__What to work on__
Give back, exactly as written, the lines from the beginning of the listing through the one that contains "Tight-box annotation required for the class tree".

__Recorded information__
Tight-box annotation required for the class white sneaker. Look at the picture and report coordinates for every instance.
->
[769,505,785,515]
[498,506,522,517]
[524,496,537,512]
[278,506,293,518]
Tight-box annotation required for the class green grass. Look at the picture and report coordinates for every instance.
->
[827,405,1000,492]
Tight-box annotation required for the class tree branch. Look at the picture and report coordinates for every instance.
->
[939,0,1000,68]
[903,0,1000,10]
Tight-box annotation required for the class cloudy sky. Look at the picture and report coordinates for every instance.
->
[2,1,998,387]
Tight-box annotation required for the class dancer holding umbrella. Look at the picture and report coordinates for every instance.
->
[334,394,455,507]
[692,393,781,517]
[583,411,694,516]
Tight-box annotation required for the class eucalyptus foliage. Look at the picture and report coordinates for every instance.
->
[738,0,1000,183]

__Solution for this task__
Tight-box annotation required for the class white sneaker. Look at the picture and report coordinates for every instance.
->
[769,505,785,515]
[498,506,522,517]
[524,496,537,512]
[278,506,293,518]
Tight-box annotation required for the class green grass. Look at the picture and report coordinates for every instance.
->
[827,405,1000,492]
Tight-box annotation required for the class tree branch. Look at the picture and report coordinates for every instance.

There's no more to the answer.